══ Dataset excerpts ══
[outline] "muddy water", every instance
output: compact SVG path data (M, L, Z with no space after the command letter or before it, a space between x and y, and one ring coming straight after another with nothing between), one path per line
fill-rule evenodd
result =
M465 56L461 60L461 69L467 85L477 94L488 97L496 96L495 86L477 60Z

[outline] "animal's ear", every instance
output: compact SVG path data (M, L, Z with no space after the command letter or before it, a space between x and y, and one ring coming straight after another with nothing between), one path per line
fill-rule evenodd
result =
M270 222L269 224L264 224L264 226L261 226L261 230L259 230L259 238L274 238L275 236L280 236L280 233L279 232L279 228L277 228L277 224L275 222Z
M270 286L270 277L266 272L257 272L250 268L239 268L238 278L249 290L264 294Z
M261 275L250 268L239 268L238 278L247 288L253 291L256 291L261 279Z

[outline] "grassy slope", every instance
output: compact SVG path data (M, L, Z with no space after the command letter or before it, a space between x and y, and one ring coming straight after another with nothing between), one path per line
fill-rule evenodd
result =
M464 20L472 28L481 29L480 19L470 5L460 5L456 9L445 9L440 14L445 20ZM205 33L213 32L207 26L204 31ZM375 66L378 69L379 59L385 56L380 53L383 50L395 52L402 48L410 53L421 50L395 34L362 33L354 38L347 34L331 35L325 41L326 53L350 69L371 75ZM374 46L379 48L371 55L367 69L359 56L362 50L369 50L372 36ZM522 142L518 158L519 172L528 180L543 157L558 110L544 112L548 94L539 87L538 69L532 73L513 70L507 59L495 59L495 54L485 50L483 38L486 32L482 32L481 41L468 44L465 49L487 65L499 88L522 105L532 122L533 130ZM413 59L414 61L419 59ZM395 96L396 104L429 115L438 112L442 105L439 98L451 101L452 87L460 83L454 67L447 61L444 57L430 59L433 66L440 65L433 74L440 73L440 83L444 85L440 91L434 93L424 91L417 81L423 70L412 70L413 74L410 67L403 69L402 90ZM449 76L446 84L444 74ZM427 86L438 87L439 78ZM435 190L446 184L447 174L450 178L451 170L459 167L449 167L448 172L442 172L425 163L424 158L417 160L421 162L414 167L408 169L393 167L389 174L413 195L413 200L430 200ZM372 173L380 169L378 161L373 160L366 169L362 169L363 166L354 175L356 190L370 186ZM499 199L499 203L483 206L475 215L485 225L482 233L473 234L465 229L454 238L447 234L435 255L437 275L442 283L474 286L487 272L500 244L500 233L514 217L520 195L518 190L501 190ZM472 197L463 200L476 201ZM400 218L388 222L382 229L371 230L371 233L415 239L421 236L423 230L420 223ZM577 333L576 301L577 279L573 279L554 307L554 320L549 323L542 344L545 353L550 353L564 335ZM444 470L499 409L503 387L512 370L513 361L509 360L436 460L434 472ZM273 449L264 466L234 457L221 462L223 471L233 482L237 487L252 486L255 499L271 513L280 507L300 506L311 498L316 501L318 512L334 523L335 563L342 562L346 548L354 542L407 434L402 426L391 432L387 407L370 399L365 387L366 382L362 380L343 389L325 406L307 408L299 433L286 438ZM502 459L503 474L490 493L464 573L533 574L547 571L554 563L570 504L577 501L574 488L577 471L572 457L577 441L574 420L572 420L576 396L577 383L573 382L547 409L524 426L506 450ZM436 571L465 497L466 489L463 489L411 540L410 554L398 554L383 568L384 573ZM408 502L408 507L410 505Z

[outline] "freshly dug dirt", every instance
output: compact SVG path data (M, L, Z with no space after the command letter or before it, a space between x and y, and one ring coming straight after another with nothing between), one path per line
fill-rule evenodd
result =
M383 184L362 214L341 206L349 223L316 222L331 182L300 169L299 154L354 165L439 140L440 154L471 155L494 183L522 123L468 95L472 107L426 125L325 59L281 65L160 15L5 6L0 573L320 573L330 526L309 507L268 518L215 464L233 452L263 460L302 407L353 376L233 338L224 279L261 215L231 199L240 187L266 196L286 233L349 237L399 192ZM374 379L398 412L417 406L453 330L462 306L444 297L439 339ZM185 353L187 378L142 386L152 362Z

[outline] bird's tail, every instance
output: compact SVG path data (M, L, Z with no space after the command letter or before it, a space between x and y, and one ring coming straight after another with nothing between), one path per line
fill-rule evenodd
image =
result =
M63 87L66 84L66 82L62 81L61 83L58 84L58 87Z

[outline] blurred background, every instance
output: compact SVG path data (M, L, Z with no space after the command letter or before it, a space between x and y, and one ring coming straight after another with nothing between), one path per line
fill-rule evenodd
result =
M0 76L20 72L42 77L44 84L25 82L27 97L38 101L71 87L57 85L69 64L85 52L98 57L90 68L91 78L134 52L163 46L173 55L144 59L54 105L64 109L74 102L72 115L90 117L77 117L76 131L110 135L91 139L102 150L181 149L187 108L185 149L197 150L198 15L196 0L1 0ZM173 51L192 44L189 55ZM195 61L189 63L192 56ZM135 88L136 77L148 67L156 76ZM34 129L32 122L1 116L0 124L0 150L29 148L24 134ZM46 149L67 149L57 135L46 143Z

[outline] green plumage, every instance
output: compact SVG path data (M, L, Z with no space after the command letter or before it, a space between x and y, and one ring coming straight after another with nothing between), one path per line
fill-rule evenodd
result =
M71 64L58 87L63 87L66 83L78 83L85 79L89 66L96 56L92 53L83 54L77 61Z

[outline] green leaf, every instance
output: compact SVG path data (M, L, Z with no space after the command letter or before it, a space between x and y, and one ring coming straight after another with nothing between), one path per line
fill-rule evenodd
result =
═══
◆ What to work on ◆
Copy out the data above, switching "every instance" to "all instances" everywhere it occurs and leaving everything else unchanged.

◆ Full output ◆
[outline] "muddy water", all instances
output: compact SVG path data (M, L, Z with no space after the command letter or before it, a space between x and y, and one ring coming straight after another with nothing between), one path per line
fill-rule evenodd
result =
M465 56L461 60L461 69L467 85L477 94L488 97L496 96L495 86L477 60Z

[outline] "animal's ear", all instances
output: compact SVG path data (M, L, Z with no space after the command letter or before it, a space between x and y, and one ring coming straight after another with nothing between), one path per line
fill-rule evenodd
result =
M270 222L269 224L264 224L264 226L261 226L261 230L259 230L259 238L274 238L275 236L280 236L280 233L279 232L279 228L277 228L277 224L275 222Z
M270 286L270 277L266 272L257 272L250 268L239 268L238 278L249 290L264 294Z
M261 275L250 268L239 268L238 278L247 288L253 291L256 291L261 279Z

[outline] "grassy slope", all instances
output: compact SVG path data (M, L, Z with no space after the command letter or before it, a space between x and y, and one ring coming straight after another with nothing between), one path per line
fill-rule evenodd
result =
M464 20L472 28L481 29L480 19L470 5L460 5L456 9L445 9L440 14L445 20ZM205 33L213 32L207 26L204 31ZM375 66L378 69L379 59L385 56L380 53L383 50L395 52L402 48L410 53L421 50L395 34L362 33L354 38L347 34L331 35L325 41L326 53L350 69L371 75ZM374 46L379 48L371 55L367 69L359 56L362 50L369 50L372 36ZM522 142L518 158L519 172L528 180L543 157L558 110L544 112L548 94L539 87L538 69L532 73L513 70L507 59L495 59L495 54L485 50L483 38L486 32L482 32L481 41L468 44L465 49L487 65L499 88L522 105L532 122L533 130ZM413 59L414 61L419 59ZM395 96L396 104L429 115L438 112L442 105L439 98L451 101L452 87L460 83L454 67L447 61L444 57L430 59L433 66L440 65L433 74L440 73L440 83L444 85L440 91L434 93L424 91L417 81L423 70L412 70L413 74L410 67L403 69L402 90ZM449 76L446 84L444 74ZM427 86L438 87L439 78ZM435 190L446 184L447 174L450 178L451 170L459 167L449 167L448 172L442 172L425 163L424 158L417 160L421 162L414 167L408 169L393 167L389 174L413 195L413 200L430 200ZM372 173L380 169L378 161L373 160L366 169L362 169L363 166L354 175L356 190L370 186ZM499 199L499 203L483 206L475 215L485 225L482 233L473 234L465 229L454 238L447 234L435 255L437 275L442 283L474 286L487 272L500 244L500 233L514 217L520 195L518 190L501 190ZM472 197L463 200L476 201ZM400 218L388 222L382 229L371 230L371 233L415 239L421 236L423 230L420 223ZM577 333L576 301L577 279L573 279L554 307L554 320L549 323L542 344L545 353L550 353L564 335ZM444 470L499 409L503 387L512 370L513 361L509 360L436 460L434 472ZM273 449L264 466L234 457L221 462L223 471L233 482L237 487L252 486L255 499L271 513L280 507L300 506L311 498L316 501L318 512L334 523L335 563L342 562L346 548L354 542L407 434L402 426L391 432L387 407L370 399L365 387L366 382L362 380L343 389L325 406L307 408L299 433L286 438ZM502 459L503 474L490 493L464 573L533 574L547 571L554 563L570 504L577 501L574 488L577 471L572 457L577 441L574 420L572 420L576 396L577 383L573 382L547 409L524 426L506 450ZM436 571L465 497L466 489L463 489L411 540L410 554L398 554L383 568L384 573ZM408 502L408 507L410 505Z

[outline] "freshly dug dirt", all instances
output: compact SVG path data (M, L, Z with no space after the command letter or before it, a space between x and y, and one ring coming straight after another with nothing between), one path per line
fill-rule evenodd
result =
M383 184L362 214L341 206L349 223L316 222L331 182L300 169L299 154L354 165L439 140L440 154L471 155L494 183L522 123L468 95L472 107L426 125L325 59L281 65L160 15L5 6L0 573L320 573L330 526L309 507L268 518L215 464L233 452L263 460L302 407L353 376L233 338L224 279L261 215L231 199L240 187L266 196L286 233L349 237L399 192ZM374 379L398 412L417 406L453 330L462 306L444 297L439 339ZM185 353L187 378L142 386L152 362Z

[outline] bird's tail, all instances
output: compact SVG path data (M, L, Z with no space after the command letter or before it, a space between x and y, and one ring coming straight after another with nothing between), one path per line
fill-rule evenodd
image =
result =
M63 87L66 84L66 82L62 81L61 83L58 84L58 87Z

[outline] blurred background, all instances
output: compact SVG path data (M, L, Z with no space after the command letter or before it, a space between x and y, and one ring coming straight after another with nothing between), one path per line
fill-rule evenodd
result =
M0 76L20 72L42 77L44 84L25 82L27 97L38 101L71 87L57 85L69 64L85 52L98 57L90 68L91 78L134 52L163 46L173 55L144 59L54 105L64 109L74 102L72 115L90 117L77 117L76 131L110 135L91 139L102 150L181 149L187 108L185 149L197 150L198 15L196 0L1 0ZM173 51L192 44L189 55ZM195 61L189 63L192 56ZM135 88L136 77L148 67L156 76ZM34 129L32 122L1 116L0 124L0 150L29 148L24 134ZM46 149L67 149L57 135L46 143Z

[outline] green plumage, all instances
output: compact SVG path data (M, L, Z with no space after the command letter or before it, a space between x and y, and one ring coming straight after another with nothing between), one path per line
fill-rule evenodd
result =
M71 64L58 87L63 87L66 83L78 83L85 79L89 66L96 56L92 53L83 54L77 61Z

[outline] green leaf, all instances
output: compact SVG path data (M, L, Z with no space after the command letter or before it, a space between x and y, and one ring coming straight after another with nothing between), one path per line
fill-rule evenodd
result =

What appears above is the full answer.